■ Assignment: The required output is the line containing "# provide the position of every instance of the woman as" and every line after it, transcribed exactly through the end of the data below.
[Material for the task — start]
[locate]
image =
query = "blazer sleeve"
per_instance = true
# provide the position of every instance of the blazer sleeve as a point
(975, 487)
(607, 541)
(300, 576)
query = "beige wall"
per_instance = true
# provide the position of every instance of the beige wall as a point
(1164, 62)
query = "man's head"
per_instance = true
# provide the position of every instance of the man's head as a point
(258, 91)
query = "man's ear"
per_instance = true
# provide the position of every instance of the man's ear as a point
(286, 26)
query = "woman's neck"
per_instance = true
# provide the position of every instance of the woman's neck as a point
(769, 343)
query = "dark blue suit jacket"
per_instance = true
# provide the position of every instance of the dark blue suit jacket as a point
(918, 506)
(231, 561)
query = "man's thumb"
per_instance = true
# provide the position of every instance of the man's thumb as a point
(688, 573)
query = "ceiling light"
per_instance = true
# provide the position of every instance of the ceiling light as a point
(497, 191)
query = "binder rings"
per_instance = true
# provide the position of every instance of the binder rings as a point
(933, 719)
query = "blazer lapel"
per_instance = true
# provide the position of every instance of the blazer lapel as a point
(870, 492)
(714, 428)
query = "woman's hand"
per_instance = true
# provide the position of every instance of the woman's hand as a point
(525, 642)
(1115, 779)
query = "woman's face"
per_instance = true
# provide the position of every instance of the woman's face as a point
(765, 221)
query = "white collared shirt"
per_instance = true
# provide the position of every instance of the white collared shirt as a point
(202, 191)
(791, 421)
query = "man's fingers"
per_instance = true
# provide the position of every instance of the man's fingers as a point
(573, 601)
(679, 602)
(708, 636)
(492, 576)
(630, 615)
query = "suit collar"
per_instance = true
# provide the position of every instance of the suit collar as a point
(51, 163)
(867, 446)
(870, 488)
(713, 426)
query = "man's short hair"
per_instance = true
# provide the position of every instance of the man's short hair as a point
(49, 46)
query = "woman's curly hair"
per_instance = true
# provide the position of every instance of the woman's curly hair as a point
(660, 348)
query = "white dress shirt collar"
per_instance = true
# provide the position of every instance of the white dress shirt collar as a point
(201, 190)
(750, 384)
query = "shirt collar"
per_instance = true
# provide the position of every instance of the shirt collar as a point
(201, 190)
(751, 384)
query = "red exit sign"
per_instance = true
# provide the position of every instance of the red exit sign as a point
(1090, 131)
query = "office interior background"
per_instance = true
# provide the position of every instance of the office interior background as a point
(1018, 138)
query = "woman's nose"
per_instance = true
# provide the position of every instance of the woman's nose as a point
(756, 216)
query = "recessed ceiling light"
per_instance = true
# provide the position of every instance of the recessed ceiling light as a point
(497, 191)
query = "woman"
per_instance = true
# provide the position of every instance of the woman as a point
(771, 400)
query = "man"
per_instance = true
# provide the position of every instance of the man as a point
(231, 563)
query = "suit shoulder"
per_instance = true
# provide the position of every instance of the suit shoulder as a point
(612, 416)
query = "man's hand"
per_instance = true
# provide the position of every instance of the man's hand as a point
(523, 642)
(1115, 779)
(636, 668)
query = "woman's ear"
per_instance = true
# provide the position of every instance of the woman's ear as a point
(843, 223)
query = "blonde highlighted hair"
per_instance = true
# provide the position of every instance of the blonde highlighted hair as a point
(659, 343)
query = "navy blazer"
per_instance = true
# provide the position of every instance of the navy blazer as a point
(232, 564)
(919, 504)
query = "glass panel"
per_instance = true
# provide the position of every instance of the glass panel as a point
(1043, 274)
[Material for the task — finish]
■ Answer:
# provide the position of every instance of the woman as a point
(771, 400)
query = "man"
per_instance = true
# provide the position of every instance of the man as a point
(231, 563)
query = "suit shoulder"
per_instance = true
# provide the position of every instance of the suit shoulder as a point
(612, 416)
query = "man's hand"
per_instance = true
# provide the position of every instance of the man's hand as a point
(523, 642)
(1115, 779)
(636, 668)
query = "woman's ear"
per_instance = true
# provide the position of every instance of the woman's ear as a point
(843, 223)
query = "blonde highlighted hair"
per_instance = true
# provide the position of every instance of the blonde highlighted hair as a point
(659, 343)
query = "navy blazer"
per_instance = true
# provide the position of every instance of the navy blazer as a point
(232, 564)
(919, 504)
query = "glass panel"
per_instance = true
# provide the position of every instance of the glass panel as a point
(1043, 274)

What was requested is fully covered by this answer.